__EXERCISE__. Reprint every line of the data, keeping each character intact.

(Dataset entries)
──────

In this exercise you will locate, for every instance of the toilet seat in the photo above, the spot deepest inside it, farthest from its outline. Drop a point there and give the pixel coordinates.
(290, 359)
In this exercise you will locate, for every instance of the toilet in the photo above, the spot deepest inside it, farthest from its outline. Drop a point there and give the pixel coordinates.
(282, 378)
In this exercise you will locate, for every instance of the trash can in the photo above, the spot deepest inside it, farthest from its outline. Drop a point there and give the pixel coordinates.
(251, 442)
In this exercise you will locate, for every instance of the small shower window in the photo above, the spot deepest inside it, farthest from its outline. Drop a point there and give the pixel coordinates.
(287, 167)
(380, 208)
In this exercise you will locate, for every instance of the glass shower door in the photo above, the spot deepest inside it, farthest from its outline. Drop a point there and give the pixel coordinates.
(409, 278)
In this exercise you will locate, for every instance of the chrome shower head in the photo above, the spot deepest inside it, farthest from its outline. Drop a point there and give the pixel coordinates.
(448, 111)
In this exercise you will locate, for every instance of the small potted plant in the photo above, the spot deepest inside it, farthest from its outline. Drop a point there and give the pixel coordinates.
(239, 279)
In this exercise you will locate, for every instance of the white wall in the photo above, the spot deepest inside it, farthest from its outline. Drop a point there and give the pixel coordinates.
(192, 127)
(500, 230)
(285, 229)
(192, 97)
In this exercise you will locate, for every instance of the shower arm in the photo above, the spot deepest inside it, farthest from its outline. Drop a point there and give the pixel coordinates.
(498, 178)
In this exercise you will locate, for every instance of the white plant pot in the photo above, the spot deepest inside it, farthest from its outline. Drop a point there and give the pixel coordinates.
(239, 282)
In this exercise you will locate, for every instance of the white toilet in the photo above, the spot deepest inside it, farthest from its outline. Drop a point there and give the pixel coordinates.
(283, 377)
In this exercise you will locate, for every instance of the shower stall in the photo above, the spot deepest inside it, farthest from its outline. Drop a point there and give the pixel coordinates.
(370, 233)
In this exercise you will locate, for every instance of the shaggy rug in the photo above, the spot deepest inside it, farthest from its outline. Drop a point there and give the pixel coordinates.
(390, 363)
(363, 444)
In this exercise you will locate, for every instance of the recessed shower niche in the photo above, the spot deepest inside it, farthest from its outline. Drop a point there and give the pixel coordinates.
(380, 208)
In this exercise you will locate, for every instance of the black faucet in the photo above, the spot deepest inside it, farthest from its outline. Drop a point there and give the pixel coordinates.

──────

__PROBLEM SOLUTION__.
In this exercise you will locate, for every instance of the toilet seat in the photo above, the spot deepest inside it, farthest from its outline. Drop a point there and give the pixel coordinates.
(290, 359)
In this exercise you will locate, for every instance of the toilet in the photo above, the spot deepest inside it, farthest from its outline. Drop a point there and give the pixel coordinates.
(282, 378)
In this exercise you will locate, for every instance of the trash can in the photo above, the spot deepest inside it, farthest from its outline. Drop a point there and give the pixel coordinates.
(251, 442)
In this exercise you will locate, for every instance of the small shower window in the photo above, the spot deepest inside it, farthest from its outline. Drop a point there and give the pixel coordinates.
(287, 167)
(380, 208)
In this exercise you will locate, for every instance of the glass shower door in the photo above, the spot deepest inside it, farthest from its outline. Drop a point there and give the pixel coordinates.
(409, 278)
In this exercise you will locate, for every instance of the chrome shower head in the photo above, the spot deepest inside it, farthest from its outline. Drop a point there and give the pixel coordinates.
(448, 111)
In this exercise you will locate, for every instance of the small potted plant in the photo above, the spot deepest inside it, farthest from its outline. Drop a point there and give the pixel coordinates.
(239, 279)
In this exercise you will locate, for every instance of the white wall in the photo above, the spot deepest inside it, farthest from its outline. Drop a point there and give the pixel coordinates.
(192, 127)
(500, 230)
(285, 229)
(192, 97)
In this exercise you will locate, for every instance of the shower arm in the photo above, the spot deepest inside it, farthest from its outline. Drop a point there and give the pixel coordinates.
(498, 178)
In this exercise you will locate, for every instance of the white plant pot in the photo above, the spot deepest inside it, farthest from its outline. Drop a point there and give the pixel coordinates.
(239, 282)
In this exercise you will locate, for every instance of the white toilet in the photo above, the spot deepest inside it, farthest from its outline. Drop a point there and give the pixel coordinates.
(283, 377)
In this exercise you will locate, for every instance of the shower stall in the photo above, the spot deepest inside it, farthest from its outline. Drop a point there and give the pixel coordinates.
(370, 233)
In this exercise you will locate, for every instance of the shaggy rug in the photo above, the spot deepest inside it, farthest from its outline. Drop a point there and give the pixel coordinates.
(390, 363)
(363, 444)
In this exercise you will locate, for every instance of the recessed shower niche in the photo above, the spot deepest inside it, farthest from its outline. Drop a point there and give the pixel coordinates.
(380, 208)
In this exercise you will locate, for every instance of the black faucet in the photo above, the spot deepest inside it, farthest from its outline. Drop a point there and give the pixel coordinates.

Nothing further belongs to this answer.